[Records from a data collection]
··········
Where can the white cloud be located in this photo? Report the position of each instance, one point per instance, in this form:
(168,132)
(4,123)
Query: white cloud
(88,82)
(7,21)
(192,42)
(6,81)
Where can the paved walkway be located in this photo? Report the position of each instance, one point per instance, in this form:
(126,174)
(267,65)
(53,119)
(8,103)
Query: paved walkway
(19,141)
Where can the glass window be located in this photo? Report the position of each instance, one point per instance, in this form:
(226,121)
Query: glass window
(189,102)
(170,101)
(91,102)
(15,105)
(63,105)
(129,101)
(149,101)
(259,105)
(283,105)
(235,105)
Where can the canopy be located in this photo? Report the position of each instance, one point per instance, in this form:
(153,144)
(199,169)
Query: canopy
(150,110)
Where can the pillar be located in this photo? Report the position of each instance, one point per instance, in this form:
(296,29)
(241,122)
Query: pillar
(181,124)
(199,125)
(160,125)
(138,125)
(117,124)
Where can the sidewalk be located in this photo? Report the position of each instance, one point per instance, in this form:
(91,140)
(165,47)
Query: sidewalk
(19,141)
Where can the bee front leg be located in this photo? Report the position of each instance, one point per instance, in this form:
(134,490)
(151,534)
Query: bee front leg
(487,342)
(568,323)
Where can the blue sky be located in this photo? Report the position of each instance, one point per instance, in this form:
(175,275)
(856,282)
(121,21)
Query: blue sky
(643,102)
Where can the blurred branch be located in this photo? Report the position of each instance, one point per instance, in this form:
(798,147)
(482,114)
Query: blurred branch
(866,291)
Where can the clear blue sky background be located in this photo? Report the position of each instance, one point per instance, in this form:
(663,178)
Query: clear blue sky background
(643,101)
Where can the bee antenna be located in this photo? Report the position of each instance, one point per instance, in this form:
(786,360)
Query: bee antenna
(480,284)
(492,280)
··········
### What to produce
The word is "form". Copy every line above where it appears.

### Solved exercise
Where can the white cloud be located in this photo? Report the position of each instance, one point per instance, in this form:
Where can the paved walkway be located in this photo? Report the position of each instance, one point per instance, in this form:
Where can the glass window be located in this photo? Report the position of each instance, one point per instance, in this form:
Where can the canopy be located in this photo? Report the position of each instance, one point per instance, in this form:
Where can the pillar be located in this photo? Report the position of each instance, one point per instance, in this form:
Where can the sidewalk be located in this photo? Report the position of each instance, one point per instance, in this form:
Where can the bee front leg be located in this photo? Report the position of each instance, one point per instance, in this form:
Where can the blue sky be located in this photo? Report the position of each instance, one point per instance, in this form:
Where can the blurred branch be located in this photo? Report the position of each instance, one point per instance, in this form:
Where can the clear blue sky background be located in this photo? Report the position of each instance, one point per instance, in this form:
Where can the bee antenna be located in this photo? Report the position of each instance, one point per instance, in this form:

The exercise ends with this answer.